EXTRACT TO READ:

= = = =

Edit me

Apache Airflow

Airflow is a platform to programmatically author, schedule and monitor workflows.

When workflows are defined as code, they become more maintainable, versionable, testable, and collaborative.

Airflow is not a data streaming solution. Airflow is not in the Spark Streaming or Storm space, it is more comparable to Oozie or Azkaban.

DAGs

Workflows in Airflow are designed as DAGs - or Directed Acyclic Graphs. A DAG is a collection of all the tasks you want to run, organized in a way that reflects their relationships and dependencies.

For example, a simple DAG could consist of 3 tasks: A, B, and C. It could say that A has to run successfully before B can run, but C can run anytime. It could also say that A times out after 5 minutes and that B can be restarted up to 5 times in case it fails. It might also say that the workflow will run every night at 10pm but shouldn’t start until a certain date.

alt_text

An example Airflow Pipeline DAG

Notice that the DAG we just outlined only describes how to carry out a workflow, not what we want the workflow to actually do - A, B, and C could really be anything! DAGs aren’t concerned with what its constituent tasks do, they just make sure the tasks happen at the right time, in the right order, and with the right handling of any unexpected issues. Airflow DAGs are a framework to express how tasks relate to each other, regardless of the tasks themselves.

Hooks and Operators

Airflow DAGs are made up of tasks, which consist of hooks and operators.

Hooks

Hooks are interfaces to external APIs (Google Analytics, SalesForce, etc.), databases (MySQL, Postgres, etc.), and other external platforms.

Whereas hooks are the interfaces, Operators determine what your DAG actually does.

Operators

The atomic units of DAGs - while DAGs describe how to run a workflow, Operators determine what actually gets done.

Operators describe single tasks in a workflow and can usually stand on their own, meaning they don’t need to share resources (or even a machine in some cases) with any other operators.

Note: In general, if two operators need to share information (e.g. a filename or a small amount of data), you should consider combining them into a single operator.

Here are some common operators and the tasks they accomplish:

  • BashOperator - executes a bash command
  • EmailOperator - sends an email
  • PythonOperator - executes Python code

Tasks

Once an operator is instantiated, it is referred to as a task. The instantiation defines specific values when calling the abstract operator, and the parameterized task becomes a node in a DAG. Each task must have a task_id that serves as a unique identifier and an owner.

= = = =

DATA SECTION:
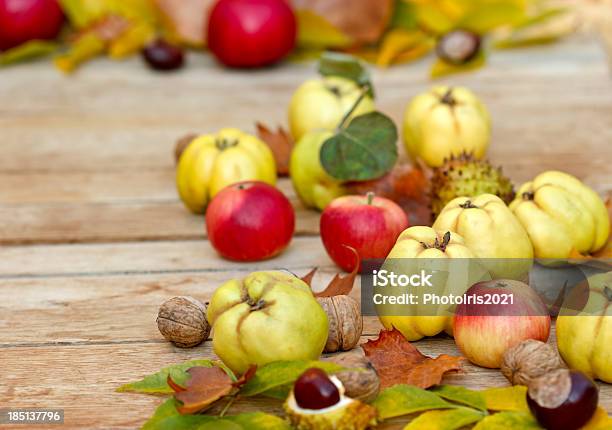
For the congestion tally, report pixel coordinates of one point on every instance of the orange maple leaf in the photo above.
(281, 144)
(206, 386)
(397, 361)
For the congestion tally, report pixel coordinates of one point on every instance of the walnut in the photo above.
(361, 382)
(345, 322)
(528, 360)
(182, 320)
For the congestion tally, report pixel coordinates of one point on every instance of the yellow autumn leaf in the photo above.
(131, 41)
(599, 421)
(446, 420)
(396, 42)
(506, 398)
(315, 31)
(508, 420)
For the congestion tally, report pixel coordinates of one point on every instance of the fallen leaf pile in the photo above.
(397, 361)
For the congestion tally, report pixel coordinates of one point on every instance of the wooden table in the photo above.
(94, 237)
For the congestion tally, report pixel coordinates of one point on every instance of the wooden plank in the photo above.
(148, 257)
(99, 308)
(87, 384)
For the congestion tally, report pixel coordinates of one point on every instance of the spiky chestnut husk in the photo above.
(347, 414)
(463, 175)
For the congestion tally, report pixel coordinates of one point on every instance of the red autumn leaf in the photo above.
(206, 386)
(397, 361)
(188, 18)
(363, 21)
(339, 285)
(281, 144)
(406, 185)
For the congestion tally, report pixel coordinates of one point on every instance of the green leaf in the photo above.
(404, 16)
(27, 51)
(345, 66)
(315, 32)
(272, 376)
(166, 417)
(508, 420)
(506, 398)
(364, 150)
(441, 68)
(489, 16)
(407, 399)
(458, 394)
(156, 383)
(446, 420)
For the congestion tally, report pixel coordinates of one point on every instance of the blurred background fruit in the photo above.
(251, 33)
(25, 20)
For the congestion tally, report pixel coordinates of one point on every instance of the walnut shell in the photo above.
(182, 321)
(345, 322)
(528, 360)
(362, 384)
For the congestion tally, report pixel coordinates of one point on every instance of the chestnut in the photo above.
(458, 46)
(562, 399)
(161, 55)
(315, 390)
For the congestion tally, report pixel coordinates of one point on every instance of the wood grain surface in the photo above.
(93, 237)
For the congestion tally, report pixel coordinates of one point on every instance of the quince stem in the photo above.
(364, 92)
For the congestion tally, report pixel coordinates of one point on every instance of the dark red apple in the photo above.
(369, 224)
(496, 315)
(24, 20)
(251, 33)
(250, 221)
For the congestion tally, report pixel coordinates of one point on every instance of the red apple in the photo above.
(250, 221)
(483, 332)
(24, 20)
(369, 224)
(251, 33)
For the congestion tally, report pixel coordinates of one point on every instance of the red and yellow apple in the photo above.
(369, 224)
(484, 331)
(250, 221)
(25, 20)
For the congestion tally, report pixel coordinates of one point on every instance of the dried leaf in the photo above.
(339, 285)
(27, 51)
(157, 382)
(316, 32)
(465, 396)
(396, 42)
(363, 21)
(506, 398)
(406, 185)
(281, 144)
(397, 361)
(187, 19)
(281, 373)
(508, 420)
(206, 386)
(407, 399)
(451, 419)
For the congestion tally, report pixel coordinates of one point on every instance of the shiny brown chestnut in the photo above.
(315, 390)
(458, 46)
(163, 56)
(562, 399)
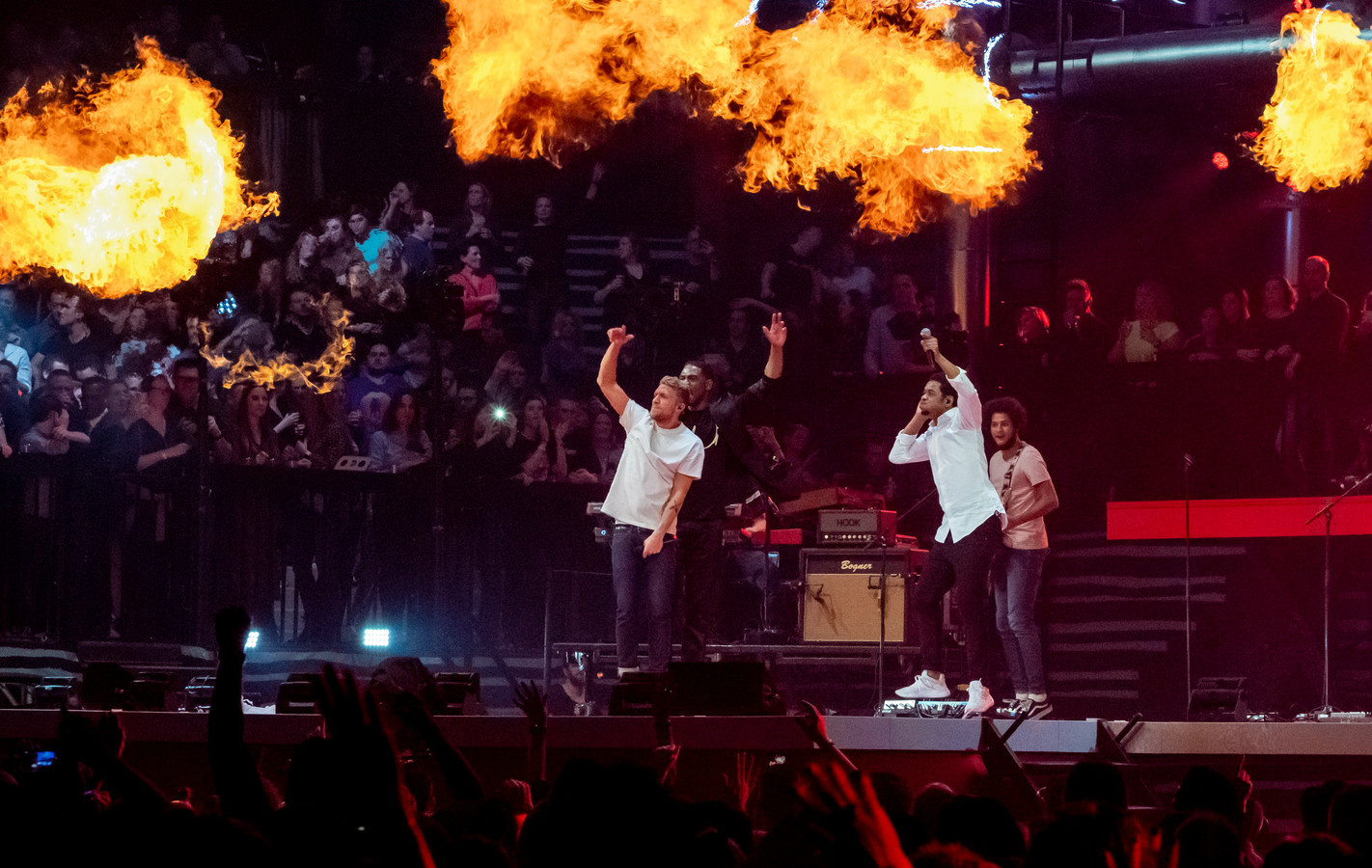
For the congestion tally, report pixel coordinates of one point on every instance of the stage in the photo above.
(969, 754)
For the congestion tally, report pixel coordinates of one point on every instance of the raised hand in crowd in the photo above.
(847, 808)
(741, 784)
(812, 724)
(351, 716)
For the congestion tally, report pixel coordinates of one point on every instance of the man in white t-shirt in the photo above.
(660, 460)
(969, 536)
(1021, 476)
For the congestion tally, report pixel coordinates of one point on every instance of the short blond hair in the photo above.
(676, 383)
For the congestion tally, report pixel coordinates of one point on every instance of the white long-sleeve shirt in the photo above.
(956, 455)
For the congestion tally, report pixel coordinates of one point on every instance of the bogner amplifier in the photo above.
(842, 594)
(857, 527)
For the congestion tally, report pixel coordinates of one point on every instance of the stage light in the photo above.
(376, 637)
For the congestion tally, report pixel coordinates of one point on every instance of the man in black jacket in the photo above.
(733, 462)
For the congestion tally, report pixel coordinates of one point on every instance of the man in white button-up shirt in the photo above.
(971, 532)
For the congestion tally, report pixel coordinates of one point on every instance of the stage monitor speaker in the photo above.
(842, 594)
(728, 689)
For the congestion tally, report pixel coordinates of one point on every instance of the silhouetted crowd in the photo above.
(383, 784)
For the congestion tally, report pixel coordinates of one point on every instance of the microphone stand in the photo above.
(1329, 526)
(1186, 501)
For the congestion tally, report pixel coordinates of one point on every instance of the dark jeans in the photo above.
(699, 588)
(1015, 583)
(643, 597)
(965, 566)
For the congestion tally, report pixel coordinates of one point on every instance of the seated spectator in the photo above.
(474, 223)
(841, 275)
(1083, 340)
(1210, 343)
(12, 338)
(400, 443)
(1277, 331)
(301, 334)
(254, 441)
(508, 384)
(305, 266)
(607, 450)
(565, 367)
(789, 276)
(268, 293)
(1151, 334)
(110, 439)
(14, 412)
(893, 334)
(400, 211)
(417, 249)
(743, 348)
(1238, 325)
(479, 293)
(540, 256)
(624, 288)
(365, 234)
(337, 250)
(95, 393)
(75, 334)
(156, 442)
(538, 446)
(214, 57)
(64, 384)
(48, 429)
(376, 379)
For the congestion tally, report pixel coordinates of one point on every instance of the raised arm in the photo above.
(681, 484)
(776, 335)
(608, 376)
(234, 775)
(969, 403)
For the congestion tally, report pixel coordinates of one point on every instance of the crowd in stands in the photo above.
(448, 373)
(383, 784)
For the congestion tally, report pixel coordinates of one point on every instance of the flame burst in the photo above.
(121, 187)
(321, 374)
(1317, 129)
(865, 91)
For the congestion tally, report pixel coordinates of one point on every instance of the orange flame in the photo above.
(121, 187)
(321, 374)
(865, 91)
(1317, 129)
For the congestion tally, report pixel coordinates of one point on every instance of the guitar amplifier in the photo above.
(857, 527)
(841, 598)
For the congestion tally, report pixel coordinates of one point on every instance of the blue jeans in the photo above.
(1015, 584)
(643, 597)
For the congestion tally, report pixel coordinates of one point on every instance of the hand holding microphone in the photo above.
(929, 343)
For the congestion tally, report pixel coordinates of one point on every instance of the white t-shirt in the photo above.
(1028, 472)
(652, 460)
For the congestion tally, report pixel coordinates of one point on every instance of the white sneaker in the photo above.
(925, 688)
(978, 699)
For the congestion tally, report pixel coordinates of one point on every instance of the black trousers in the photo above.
(965, 568)
(699, 582)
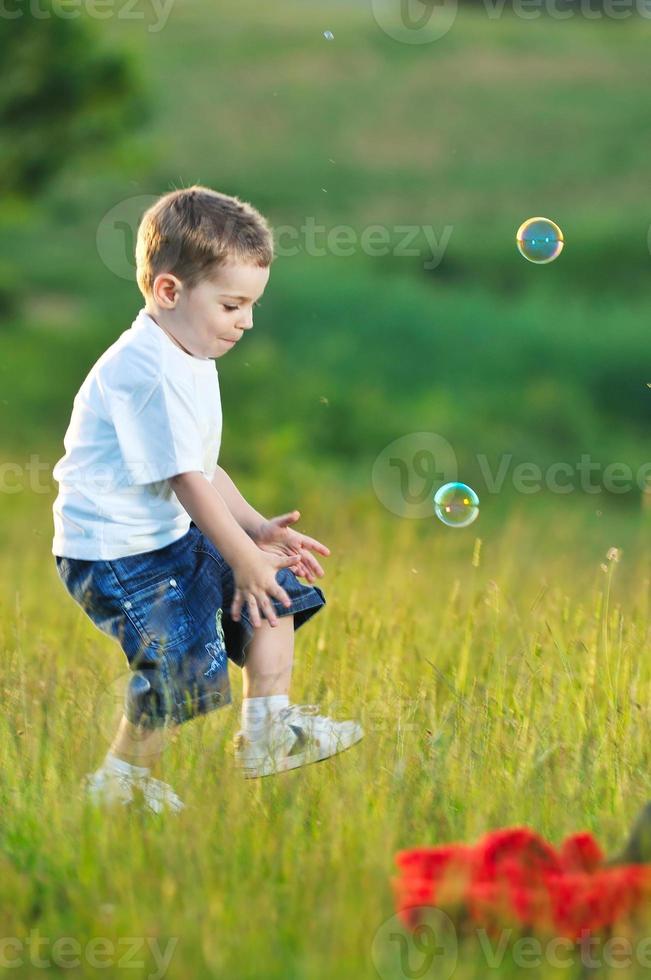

= = = =

TASK SET:
- a) For each statement about the Airflow overview, answer yes or no and quote the exact words that decide it: (i) Airflow is a data streaming solution; (ii) hooks serve as interfaces to databases; (iii) every task needs a task_id and an owner.
- b) Quote the Airflow overview from "Notice that the" to "other external platforms.".
The records have nothing to do with the Airflow overview.

ANSWERS FOR THE EXERCISE:
- a)
(i) No: "Airflow is not a data streaming solution."
(ii) Yes: "Hooks are interfaces to external APIs (Google Analytics, SalesForce, etc.), databases (MySQL, Postgres, etc.), and other external platforms."
(iii) Yes: "Each task must have a task_id that serves as a unique identifier and an owner."

- b)
Notice that the DAG we just outlined only describes how to carry out a workflow, not what we want the workflow to actually do - A, B, and C could really be anything! DAGs aren’t concerned with what its constituent tasks do, they just make sure the tasks happen at the right time, in the right order, and with the right handling of any unexpected issues. Airflow DAGs are a framework to express how tasks relate to each other, regardless of the tasks themselves.

Hooks and Operators

Airflow DAGs are made up of tasks, which consist of hooks and operators.

Hooks

Hooks are interfaces to external APIs (Google Analytics, SalesForce, etc.), databases (MySQL, Postgres, etc.), and other external platforms.